EXCERPT PROVIDED =
This content originally appeared on DEV Community and was authored by TOLUWANII-tech
This task was part of my data analysis internship with HNG11. It is a requirement for all interns in stage zero to proceed to the next stage. The task was relatively simple. I only had to review a dataset from a list of given options. The objectives are to identify initial insights from the dataset at first glance and to discover patterns, trends, or anomalies.
I chose the Dataset on Iris Flowers and performed Basic Exploratory Data Analysis using Python and the libraries in a notebook file. At an initial glance, the file containing the dataset (.data) has 150 rows of 5 values each (5 columns), with each value on a row separated by a comma (comma-delimited). The first four values are numerical variables, while the last one is a categorical variable which could immediately be identified as the label of the dataset. However, there was no description in the original file for any of the variables.
Accompanied with the data file was another text file giving a clearer description of the variables represented in the data file. With this information, I imported the data into the notebook, and read it into a DataFrame object using pandas library, assigning appropriate names for the columns of the dataset. In order, the columns are ‘sepal length (cm),’ ‘sepal width (cm),’ ‘petal length (cm),’ ‘petal width (cm),’ and ‘class.’
Using appropriate methods in pandas, I discovered the mean of each of the numerical variables ‘sepal length (cm),’ ‘sepal width (cm),’ ‘petal length (cm),’ ‘petal width (cm)’ to be 5.84, 3.05, 3.76 and 1.20 respectively (to 2 d.p.). Also, I observed that the categorical variable ‘class’ had only three unique values for three kinds of Iris flowers: ‘Iris-setosa, ‘Iris-virginica’ and ‘Iris-Versicolour.’ All of this information was also pointed out in the text description file. Another observation was that each of the three values for the categorical variable was represented the same number of times in the dataset; which means there were 50 Iris-Setosa flowers, 50 Iris-Virginica flowers and 50 Iris-Versicolour flowers.

PROBLEMS TO WORK ON =
1/ List the column names, in order, that the Iris dataset post assigned to the DataFrame.
2/ Using the Iris dataset post, decide whether each statement agrees with it. Answer yes or no for each, quoting the words that decide it: (a) The data file holds 150 rows of 5 values each. (b) The original data file described each of its variables. (c) The mean petal width is 1.20 to two decimal places.
3/ Write out the Iris dataset post word for word from "This content originally" to "trends, or anomalies.".

INFORMATION SHOWN =
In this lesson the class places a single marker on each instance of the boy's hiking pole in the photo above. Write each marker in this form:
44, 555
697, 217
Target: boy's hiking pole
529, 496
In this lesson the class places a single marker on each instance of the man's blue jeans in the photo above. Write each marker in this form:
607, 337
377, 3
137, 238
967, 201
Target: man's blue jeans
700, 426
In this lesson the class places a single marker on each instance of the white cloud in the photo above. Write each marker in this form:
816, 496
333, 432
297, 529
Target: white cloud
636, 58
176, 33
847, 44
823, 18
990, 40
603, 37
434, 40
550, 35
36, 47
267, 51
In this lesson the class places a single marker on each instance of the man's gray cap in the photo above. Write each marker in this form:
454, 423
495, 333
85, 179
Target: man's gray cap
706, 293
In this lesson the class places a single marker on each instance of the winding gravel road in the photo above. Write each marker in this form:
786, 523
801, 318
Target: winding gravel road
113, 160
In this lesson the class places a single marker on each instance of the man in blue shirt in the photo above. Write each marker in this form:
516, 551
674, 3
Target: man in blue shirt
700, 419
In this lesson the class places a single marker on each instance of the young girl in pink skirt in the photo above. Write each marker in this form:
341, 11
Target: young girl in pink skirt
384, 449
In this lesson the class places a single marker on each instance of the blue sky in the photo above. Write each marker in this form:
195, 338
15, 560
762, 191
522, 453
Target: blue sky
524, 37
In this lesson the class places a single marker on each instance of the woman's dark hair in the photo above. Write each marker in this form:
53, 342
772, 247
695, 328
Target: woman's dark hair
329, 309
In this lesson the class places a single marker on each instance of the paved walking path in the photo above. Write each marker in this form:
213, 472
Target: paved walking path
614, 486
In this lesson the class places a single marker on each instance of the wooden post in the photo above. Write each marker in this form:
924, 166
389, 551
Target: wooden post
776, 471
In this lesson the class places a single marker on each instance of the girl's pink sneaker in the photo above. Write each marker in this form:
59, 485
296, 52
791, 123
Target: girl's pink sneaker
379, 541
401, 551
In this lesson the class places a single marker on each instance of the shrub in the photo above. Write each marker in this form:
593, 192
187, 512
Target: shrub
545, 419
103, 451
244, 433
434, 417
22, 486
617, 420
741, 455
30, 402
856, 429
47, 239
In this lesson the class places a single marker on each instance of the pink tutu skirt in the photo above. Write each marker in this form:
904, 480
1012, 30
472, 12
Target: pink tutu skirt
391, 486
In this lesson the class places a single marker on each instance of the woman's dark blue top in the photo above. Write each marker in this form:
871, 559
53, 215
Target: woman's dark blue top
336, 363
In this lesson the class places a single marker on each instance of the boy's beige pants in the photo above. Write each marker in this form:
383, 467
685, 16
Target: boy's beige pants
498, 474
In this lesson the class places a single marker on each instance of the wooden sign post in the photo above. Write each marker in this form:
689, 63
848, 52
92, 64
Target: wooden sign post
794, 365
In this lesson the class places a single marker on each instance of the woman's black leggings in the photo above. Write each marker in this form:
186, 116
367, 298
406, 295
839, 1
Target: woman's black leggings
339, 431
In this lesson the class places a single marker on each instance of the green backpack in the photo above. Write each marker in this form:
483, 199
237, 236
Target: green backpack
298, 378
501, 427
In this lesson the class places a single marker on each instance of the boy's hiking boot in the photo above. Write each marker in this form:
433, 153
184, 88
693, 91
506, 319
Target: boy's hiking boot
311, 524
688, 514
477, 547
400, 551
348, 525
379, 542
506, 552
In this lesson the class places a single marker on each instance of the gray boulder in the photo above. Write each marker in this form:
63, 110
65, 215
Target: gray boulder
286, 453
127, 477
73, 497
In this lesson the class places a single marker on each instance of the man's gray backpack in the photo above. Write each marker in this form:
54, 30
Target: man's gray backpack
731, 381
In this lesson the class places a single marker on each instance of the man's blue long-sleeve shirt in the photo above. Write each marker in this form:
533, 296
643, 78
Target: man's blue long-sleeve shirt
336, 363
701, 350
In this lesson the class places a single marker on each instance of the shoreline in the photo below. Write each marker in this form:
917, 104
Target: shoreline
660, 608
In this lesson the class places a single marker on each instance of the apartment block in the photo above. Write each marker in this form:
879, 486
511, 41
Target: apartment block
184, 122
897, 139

EXPECTED OUTPUTS =
1/ sepal length (cm), sepal width (cm), petal length (cm), petal width (cm), class

2/
(a) Yes: "has 150 rows of 5 values each (5 columns)"
(b) No: "However, there was no description in the original file for any of the variables."
(c) Yes: "to be 5.84, 3.05, 3.76 and 1.20 respectively (to 2 d.p.)"

3/
This content originally appeared on DEV Community and was authored by TOLUWANII-tech
This task was part of my data analysis internship with HNG11. It is a requirement for all interns in stage zero to proceed to the next stage. The task was relatively simple. I only had to review a dataset from a list of given options. The objectives are to identify initial insights from the dataset at first glance and to discover patterns, trends, or anomalies.